These days, it’s a must
In a time when we want our daily processes to be as seamless as possible, it can be easy to ignore lurking security threats and opt for convenience. While the concept of providing two or more means of verification is not a new one (think debit card and PIN), the high accessibility of information on the Internet makes this idea more relevant now than ever before.
If you’re not already using multifactor authentication for your online accounts, it’s time to start.
Passwords are not as secure as you think
Right now, hackers are compromising online accounts at unparalleled rates—accounts just like yours. Passwords, even lengthy and complex ones, are low-hanging fruit for cybercriminals trying to gain access to your information. They also happen to be the most common security measure in use. Although all passwords are vulnerable these days, certain habits might put you more at risk of having yours stolen.
- Use the same password for more than one account?
- Download programs from the Internet?
- Click on links in emails?

———

● **Requirement**: Reproduce the full passage on multifactor authentication word for word. The material below is separate from the passage on multifactor authentication.

(Location identification entries)

———

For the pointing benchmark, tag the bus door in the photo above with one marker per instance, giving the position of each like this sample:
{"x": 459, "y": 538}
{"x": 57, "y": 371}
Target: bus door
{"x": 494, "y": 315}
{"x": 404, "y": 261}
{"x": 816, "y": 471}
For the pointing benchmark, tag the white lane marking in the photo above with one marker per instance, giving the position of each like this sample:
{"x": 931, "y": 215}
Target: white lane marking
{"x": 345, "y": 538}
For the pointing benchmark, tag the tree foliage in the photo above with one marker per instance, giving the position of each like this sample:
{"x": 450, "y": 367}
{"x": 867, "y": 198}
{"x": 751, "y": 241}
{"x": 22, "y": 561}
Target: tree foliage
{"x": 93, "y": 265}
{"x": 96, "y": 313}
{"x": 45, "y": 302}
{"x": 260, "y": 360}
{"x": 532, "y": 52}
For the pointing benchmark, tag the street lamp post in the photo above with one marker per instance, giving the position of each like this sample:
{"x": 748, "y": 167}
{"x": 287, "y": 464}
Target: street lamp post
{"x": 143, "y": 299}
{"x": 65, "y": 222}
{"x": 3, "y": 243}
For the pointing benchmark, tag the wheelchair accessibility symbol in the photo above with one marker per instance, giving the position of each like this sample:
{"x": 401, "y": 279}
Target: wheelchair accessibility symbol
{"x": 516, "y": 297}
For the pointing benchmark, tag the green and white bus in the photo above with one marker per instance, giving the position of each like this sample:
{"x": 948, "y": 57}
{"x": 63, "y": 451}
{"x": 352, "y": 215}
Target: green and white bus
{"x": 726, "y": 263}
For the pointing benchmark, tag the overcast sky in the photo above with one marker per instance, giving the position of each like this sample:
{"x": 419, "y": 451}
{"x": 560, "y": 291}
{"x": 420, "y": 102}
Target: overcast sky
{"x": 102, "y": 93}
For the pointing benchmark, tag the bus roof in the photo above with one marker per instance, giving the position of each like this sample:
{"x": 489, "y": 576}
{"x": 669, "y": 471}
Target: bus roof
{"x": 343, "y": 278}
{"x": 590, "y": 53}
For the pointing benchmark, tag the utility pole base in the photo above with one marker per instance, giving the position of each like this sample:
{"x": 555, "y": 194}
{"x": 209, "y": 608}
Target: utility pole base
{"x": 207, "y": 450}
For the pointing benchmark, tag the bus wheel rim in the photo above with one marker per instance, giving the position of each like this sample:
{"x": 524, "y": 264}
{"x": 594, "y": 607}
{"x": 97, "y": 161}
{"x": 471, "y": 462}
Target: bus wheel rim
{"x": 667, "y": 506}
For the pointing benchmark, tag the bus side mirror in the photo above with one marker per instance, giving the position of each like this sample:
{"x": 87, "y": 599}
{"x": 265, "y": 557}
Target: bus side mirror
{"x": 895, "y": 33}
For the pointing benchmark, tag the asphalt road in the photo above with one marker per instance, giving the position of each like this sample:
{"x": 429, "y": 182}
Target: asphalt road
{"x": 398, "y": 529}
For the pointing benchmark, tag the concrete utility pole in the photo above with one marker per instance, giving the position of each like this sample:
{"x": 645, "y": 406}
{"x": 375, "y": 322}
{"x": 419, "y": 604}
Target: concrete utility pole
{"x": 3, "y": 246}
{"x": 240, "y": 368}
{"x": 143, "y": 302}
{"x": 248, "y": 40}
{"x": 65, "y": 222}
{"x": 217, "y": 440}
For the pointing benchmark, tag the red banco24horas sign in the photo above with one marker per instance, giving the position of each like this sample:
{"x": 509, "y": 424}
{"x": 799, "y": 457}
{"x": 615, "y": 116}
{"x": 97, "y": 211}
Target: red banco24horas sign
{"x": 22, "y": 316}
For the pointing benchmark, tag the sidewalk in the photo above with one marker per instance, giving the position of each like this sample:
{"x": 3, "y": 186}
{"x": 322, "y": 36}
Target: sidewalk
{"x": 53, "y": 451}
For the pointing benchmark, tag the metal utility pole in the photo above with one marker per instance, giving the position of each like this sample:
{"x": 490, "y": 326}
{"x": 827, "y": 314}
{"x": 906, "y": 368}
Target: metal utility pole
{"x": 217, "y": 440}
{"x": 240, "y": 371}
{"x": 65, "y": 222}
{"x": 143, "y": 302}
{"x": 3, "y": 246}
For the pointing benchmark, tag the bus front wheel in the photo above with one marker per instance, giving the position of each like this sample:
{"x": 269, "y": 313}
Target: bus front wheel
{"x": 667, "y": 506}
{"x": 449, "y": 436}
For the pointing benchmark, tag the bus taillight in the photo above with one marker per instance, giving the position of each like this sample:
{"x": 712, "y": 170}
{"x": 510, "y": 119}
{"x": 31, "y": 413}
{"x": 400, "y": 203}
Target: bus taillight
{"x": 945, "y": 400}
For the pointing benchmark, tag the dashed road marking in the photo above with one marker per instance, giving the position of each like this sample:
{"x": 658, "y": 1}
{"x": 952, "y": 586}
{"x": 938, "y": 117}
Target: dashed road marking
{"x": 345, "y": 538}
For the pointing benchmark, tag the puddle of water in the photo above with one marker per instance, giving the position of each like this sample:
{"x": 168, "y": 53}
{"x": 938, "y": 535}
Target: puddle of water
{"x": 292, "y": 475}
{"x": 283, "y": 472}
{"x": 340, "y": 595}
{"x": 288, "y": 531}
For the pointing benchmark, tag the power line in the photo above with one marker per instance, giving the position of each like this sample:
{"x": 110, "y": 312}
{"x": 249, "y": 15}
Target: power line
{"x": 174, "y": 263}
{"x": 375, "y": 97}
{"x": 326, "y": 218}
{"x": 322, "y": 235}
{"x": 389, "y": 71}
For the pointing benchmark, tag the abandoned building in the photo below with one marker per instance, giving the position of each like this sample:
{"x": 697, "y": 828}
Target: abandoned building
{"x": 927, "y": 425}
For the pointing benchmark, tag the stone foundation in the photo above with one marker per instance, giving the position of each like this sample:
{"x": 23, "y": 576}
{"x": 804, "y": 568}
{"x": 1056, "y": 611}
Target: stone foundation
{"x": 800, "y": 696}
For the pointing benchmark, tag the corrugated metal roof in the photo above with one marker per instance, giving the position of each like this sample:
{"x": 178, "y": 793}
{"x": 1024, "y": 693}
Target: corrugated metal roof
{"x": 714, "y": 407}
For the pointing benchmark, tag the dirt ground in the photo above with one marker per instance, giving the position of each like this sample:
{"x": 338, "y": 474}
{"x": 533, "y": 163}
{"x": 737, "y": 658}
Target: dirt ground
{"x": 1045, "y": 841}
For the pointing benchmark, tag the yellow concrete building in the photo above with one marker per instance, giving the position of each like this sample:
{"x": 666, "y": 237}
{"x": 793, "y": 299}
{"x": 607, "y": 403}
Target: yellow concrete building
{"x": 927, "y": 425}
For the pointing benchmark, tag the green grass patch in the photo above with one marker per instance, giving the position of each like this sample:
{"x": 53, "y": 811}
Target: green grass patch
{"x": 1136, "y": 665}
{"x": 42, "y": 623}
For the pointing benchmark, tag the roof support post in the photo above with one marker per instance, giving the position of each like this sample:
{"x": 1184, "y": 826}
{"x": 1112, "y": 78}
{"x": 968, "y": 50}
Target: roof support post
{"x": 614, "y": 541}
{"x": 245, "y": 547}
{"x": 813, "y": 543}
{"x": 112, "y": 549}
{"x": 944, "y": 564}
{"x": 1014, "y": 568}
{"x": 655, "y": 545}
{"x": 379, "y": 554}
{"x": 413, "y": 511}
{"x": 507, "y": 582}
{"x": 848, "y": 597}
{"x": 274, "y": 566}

———

● **The completed task**:
These days, it’s a must
In a time when we want our daily processes to be as seamless as possible, it can be easy to ignore lurking security threats and opt for convenience. While the concept of providing two or more means of verification is not a new one (think debit card and PIN), the high accessibility of information on the Internet makes this idea more relevant now than ever before.
If you’re not already using multifactor authentication for your online accounts, it’s time to start.
Passwords are not as secure as you think
Right now, hackers are compromising online accounts at unparalleled rates—accounts just like yours. Passwords, even lengthy and complex ones, are low-hanging fruit for cybercriminals trying to gain access to your information. They also happen to be the most common security measure in use. Although all passwords are vulnerable these days, certain habits might put you more at risk of having yours stolen.
- Use the same password for more than one account?
- Download programs from the Internet?
- Click on links in emails?